EXERCISE: Rewrite the data below from the line containing "Query: blue background" up to and including the line containing "Query: cyan waveform bar", keeping every line in that stretch. Shift each answer coordinate by adding 149 to both of its numbers.

DATA ENTRIES:
___
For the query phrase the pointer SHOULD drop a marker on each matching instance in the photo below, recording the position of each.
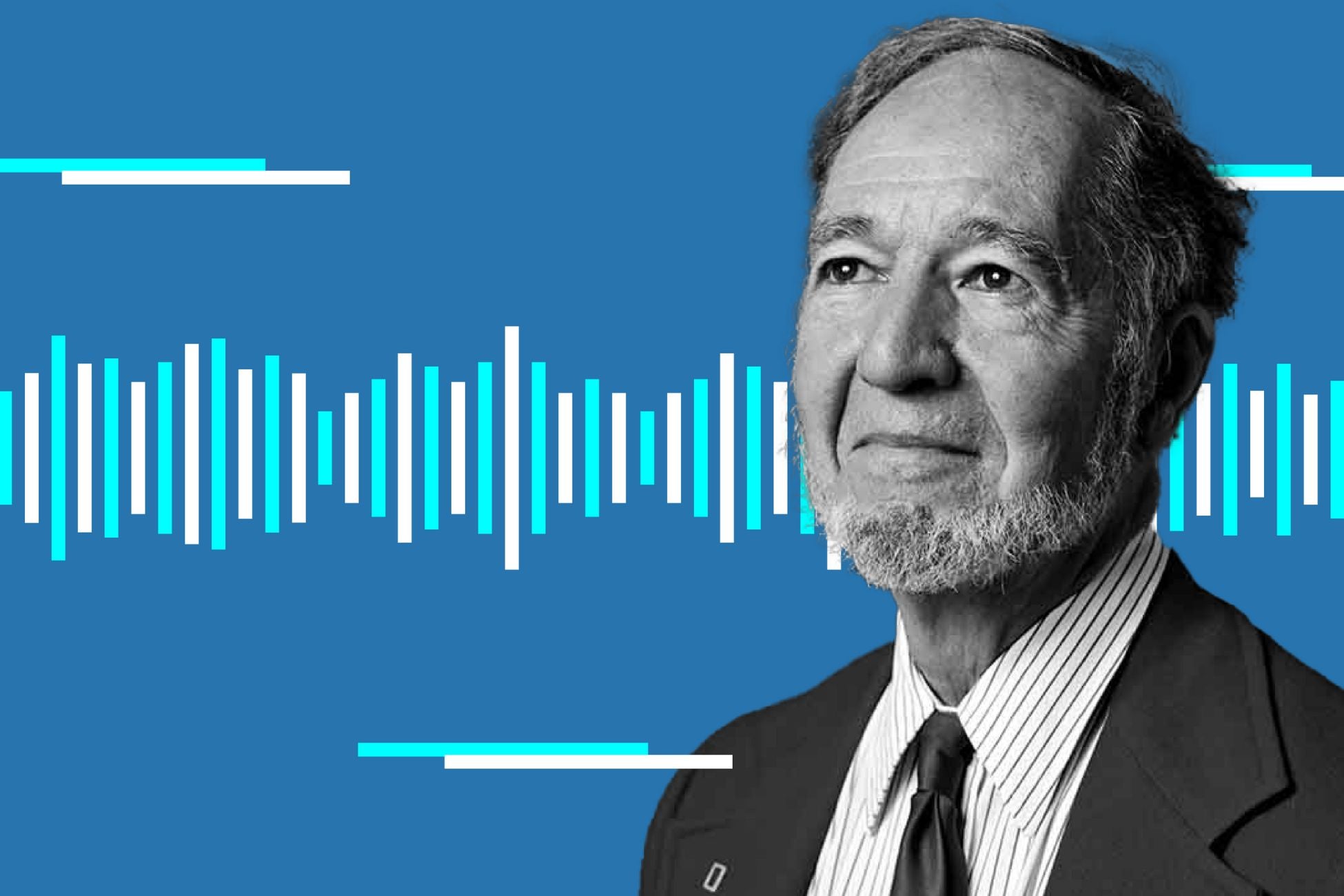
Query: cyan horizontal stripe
___
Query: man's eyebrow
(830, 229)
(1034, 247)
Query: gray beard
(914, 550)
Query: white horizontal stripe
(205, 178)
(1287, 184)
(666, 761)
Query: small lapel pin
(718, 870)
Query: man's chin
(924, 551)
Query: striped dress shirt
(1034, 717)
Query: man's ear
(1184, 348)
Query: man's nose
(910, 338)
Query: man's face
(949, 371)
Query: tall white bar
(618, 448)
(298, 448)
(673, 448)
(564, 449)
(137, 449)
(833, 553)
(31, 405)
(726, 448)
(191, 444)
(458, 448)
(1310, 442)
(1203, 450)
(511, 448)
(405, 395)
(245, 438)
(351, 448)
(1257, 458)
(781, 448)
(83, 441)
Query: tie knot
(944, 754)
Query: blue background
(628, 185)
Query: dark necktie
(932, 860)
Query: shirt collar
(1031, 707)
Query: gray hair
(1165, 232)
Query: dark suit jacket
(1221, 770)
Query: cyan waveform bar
___
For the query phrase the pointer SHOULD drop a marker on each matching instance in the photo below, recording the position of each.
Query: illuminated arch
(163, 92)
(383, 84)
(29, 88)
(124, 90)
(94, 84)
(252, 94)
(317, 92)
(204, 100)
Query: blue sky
___
TASK RESULT:
Query: blue background
(777, 334)
Query: dark necktie
(1081, 1009)
Query: shirt collar
(1180, 856)
Query: gray hair
(1314, 381)
Query: dark suit jacket
(1370, 919)
Query: cyan waveform bar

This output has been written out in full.